(Records of labeled points)
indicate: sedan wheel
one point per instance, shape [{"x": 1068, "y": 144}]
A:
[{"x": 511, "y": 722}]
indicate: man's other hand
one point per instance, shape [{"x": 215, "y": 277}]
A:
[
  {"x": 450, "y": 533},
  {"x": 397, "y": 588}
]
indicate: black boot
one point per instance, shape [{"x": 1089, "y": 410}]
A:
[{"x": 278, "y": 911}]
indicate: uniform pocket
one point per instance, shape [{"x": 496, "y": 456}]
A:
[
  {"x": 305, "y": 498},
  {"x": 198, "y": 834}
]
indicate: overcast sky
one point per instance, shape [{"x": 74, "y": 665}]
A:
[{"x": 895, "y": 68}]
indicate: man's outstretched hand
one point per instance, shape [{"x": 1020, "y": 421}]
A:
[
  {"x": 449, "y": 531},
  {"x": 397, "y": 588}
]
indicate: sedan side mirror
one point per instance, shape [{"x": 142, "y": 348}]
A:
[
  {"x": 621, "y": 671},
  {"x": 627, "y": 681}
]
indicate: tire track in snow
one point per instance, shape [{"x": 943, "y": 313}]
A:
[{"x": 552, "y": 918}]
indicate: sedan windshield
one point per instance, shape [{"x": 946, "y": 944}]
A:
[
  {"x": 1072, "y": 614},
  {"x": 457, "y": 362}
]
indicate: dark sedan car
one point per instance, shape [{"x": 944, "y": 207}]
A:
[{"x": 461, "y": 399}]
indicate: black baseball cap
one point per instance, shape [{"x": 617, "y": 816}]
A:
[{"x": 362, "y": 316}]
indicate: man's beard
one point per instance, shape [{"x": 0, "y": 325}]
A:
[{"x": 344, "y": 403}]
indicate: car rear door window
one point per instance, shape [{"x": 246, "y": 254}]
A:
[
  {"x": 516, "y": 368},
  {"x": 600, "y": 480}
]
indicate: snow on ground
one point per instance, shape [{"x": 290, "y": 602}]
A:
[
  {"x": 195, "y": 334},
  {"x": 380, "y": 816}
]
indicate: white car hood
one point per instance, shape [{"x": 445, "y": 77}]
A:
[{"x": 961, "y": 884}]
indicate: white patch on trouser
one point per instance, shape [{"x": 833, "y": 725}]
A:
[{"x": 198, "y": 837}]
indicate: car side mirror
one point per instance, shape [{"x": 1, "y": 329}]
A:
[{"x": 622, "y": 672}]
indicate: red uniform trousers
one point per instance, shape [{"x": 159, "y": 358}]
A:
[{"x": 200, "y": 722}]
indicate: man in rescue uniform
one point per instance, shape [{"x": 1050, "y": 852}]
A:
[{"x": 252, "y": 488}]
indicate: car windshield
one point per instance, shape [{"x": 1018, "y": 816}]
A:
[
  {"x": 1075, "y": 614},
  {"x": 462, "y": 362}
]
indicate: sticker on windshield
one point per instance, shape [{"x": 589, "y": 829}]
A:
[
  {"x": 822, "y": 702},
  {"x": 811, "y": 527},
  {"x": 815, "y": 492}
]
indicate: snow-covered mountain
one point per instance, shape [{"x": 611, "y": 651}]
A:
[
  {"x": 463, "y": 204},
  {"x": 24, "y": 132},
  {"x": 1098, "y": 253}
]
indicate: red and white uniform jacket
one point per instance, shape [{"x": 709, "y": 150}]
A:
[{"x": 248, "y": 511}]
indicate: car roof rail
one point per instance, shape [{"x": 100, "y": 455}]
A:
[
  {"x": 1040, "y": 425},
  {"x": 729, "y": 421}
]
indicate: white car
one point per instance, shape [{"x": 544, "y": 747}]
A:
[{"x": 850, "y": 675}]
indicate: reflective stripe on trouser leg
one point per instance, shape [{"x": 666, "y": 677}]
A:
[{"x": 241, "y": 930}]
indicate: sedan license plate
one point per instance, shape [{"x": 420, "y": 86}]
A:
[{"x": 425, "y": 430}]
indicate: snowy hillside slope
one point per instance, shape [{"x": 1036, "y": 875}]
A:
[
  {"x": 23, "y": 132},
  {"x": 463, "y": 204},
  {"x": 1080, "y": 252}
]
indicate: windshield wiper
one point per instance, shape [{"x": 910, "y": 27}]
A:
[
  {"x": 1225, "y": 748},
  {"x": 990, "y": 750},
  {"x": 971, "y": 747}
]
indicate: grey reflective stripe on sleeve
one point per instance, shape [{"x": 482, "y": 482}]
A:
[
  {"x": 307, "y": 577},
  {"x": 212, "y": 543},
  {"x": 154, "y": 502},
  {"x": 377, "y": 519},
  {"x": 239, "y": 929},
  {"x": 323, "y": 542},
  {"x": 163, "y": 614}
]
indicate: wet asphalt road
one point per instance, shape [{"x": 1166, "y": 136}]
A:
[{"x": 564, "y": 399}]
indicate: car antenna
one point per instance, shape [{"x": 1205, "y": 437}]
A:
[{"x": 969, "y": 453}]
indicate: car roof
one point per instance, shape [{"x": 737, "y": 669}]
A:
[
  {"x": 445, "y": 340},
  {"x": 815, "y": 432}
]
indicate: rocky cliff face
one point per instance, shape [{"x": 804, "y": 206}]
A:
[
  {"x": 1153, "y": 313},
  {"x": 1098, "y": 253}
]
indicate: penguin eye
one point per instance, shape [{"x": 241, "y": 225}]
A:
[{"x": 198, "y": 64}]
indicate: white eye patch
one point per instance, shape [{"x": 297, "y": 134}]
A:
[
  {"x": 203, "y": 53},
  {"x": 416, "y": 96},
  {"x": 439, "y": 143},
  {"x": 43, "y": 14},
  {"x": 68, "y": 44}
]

_What is expected_. Transcribe the lines above without any change.

_Written response_.
indicate: sedan wheel
one point per instance, shape [{"x": 1068, "y": 144}]
A:
[{"x": 511, "y": 722}]
indicate: man's other hand
one point per instance, shape [{"x": 215, "y": 277}]
A:
[
  {"x": 450, "y": 533},
  {"x": 397, "y": 588}
]
indicate: black boot
one point per instance, shape [{"x": 1089, "y": 410}]
A:
[{"x": 278, "y": 911}]
indicate: uniform pocket
one point per instance, shape [{"x": 496, "y": 456}]
A:
[
  {"x": 305, "y": 498},
  {"x": 198, "y": 834}
]
indicate: overcast sky
one point per instance, shape [{"x": 74, "y": 665}]
A:
[{"x": 895, "y": 68}]
indicate: man's outstretched hand
one point per instance, shape [{"x": 1020, "y": 421}]
A:
[
  {"x": 449, "y": 531},
  {"x": 397, "y": 588}
]
indicate: sedan side mirror
one point per instance, shape [{"x": 142, "y": 348}]
A:
[
  {"x": 621, "y": 671},
  {"x": 627, "y": 681}
]
indicate: tire track in snow
one point per instance, shape [{"x": 943, "y": 313}]
A:
[{"x": 552, "y": 918}]
indicate: sedan windshield
one point per instance, shape [{"x": 946, "y": 944}]
A:
[
  {"x": 1072, "y": 614},
  {"x": 457, "y": 362}
]
indicate: dark sedan car
one point per instance, shape [{"x": 944, "y": 207}]
A:
[{"x": 461, "y": 399}]
indicate: black baseball cap
one point per instance, shape [{"x": 617, "y": 816}]
A:
[{"x": 362, "y": 316}]
indicate: man's beard
one point per instance, shape [{"x": 0, "y": 325}]
A:
[{"x": 344, "y": 403}]
indicate: car rear door window
one point per instance, shape [{"x": 246, "y": 254}]
A:
[
  {"x": 516, "y": 368},
  {"x": 600, "y": 480}
]
indicate: snow on ground
one point per instance, shape [{"x": 290, "y": 602}]
A:
[
  {"x": 195, "y": 334},
  {"x": 380, "y": 816}
]
indicate: white car hood
one point per instance, shape [{"x": 445, "y": 77}]
A:
[{"x": 961, "y": 884}]
indicate: white patch on trouser
one point per instance, shape [{"x": 833, "y": 725}]
A:
[{"x": 198, "y": 837}]
indicate: car side mirror
one point per instance, shape [{"x": 1, "y": 329}]
A:
[{"x": 622, "y": 672}]
indicate: red uniform trousers
one point per instance, shape [{"x": 159, "y": 358}]
A:
[{"x": 200, "y": 722}]
indicate: man in rescue uniform
one point per instance, shape [{"x": 1050, "y": 852}]
A:
[{"x": 252, "y": 488}]
indicate: car windshield
one point per instance, shape [{"x": 1018, "y": 816}]
A:
[
  {"x": 1075, "y": 614},
  {"x": 462, "y": 362}
]
indicate: sticker on windshield
one point per instance, shape [{"x": 589, "y": 829}]
A:
[
  {"x": 822, "y": 702},
  {"x": 811, "y": 527},
  {"x": 815, "y": 492}
]
indicate: snow-covered mountain
one point per instance, shape [{"x": 611, "y": 651}]
A:
[
  {"x": 463, "y": 204},
  {"x": 24, "y": 132},
  {"x": 1098, "y": 253}
]
indicate: red and white uniform jacket
one point per instance, shape [{"x": 709, "y": 150}]
A:
[{"x": 248, "y": 511}]
indicate: car roof rail
one point per instance, shape [{"x": 100, "y": 455}]
A:
[
  {"x": 1040, "y": 425},
  {"x": 729, "y": 421}
]
indicate: white car
one point per instance, shape [{"x": 544, "y": 747}]
A:
[{"x": 850, "y": 675}]
indicate: reflective stripe on trouser leg
one point per instance, shape [{"x": 666, "y": 677}]
A:
[{"x": 241, "y": 930}]
indicate: sedan license plate
one point per instance, shape [{"x": 420, "y": 86}]
A:
[{"x": 425, "y": 430}]
indicate: snowy hillside slope
one point per instance, shape [{"x": 1036, "y": 875}]
A:
[
  {"x": 23, "y": 132},
  {"x": 463, "y": 204},
  {"x": 1080, "y": 252}
]
indicate: windshield wiper
one point per instance, shape [{"x": 910, "y": 27}]
A:
[
  {"x": 1225, "y": 748},
  {"x": 990, "y": 750},
  {"x": 971, "y": 747}
]
indicate: grey reflective stripe on sleeve
one point per instance, shape [{"x": 482, "y": 482}]
A:
[
  {"x": 307, "y": 577},
  {"x": 212, "y": 543},
  {"x": 154, "y": 502},
  {"x": 377, "y": 519},
  {"x": 239, "y": 929},
  {"x": 323, "y": 542},
  {"x": 163, "y": 614}
]
indicate: wet asphalt road
one point per instance, shape [{"x": 1166, "y": 136}]
A:
[{"x": 564, "y": 399}]
indicate: car antenna
one point per instance, shape [{"x": 1205, "y": 437}]
A:
[{"x": 969, "y": 453}]
indicate: car roof
one point per instance, shape [{"x": 737, "y": 669}]
A:
[
  {"x": 445, "y": 340},
  {"x": 815, "y": 432}
]
indicate: rocky cliff face
one point per instance, shape [{"x": 804, "y": 206}]
A:
[
  {"x": 1153, "y": 313},
  {"x": 1098, "y": 253}
]
indicate: penguin eye
one point per instance, shape [{"x": 241, "y": 225}]
A:
[{"x": 198, "y": 64}]
indicate: white eye patch
one point per instance, shape [{"x": 297, "y": 134}]
A:
[
  {"x": 203, "y": 53},
  {"x": 416, "y": 96},
  {"x": 439, "y": 143},
  {"x": 43, "y": 14},
  {"x": 68, "y": 44}
]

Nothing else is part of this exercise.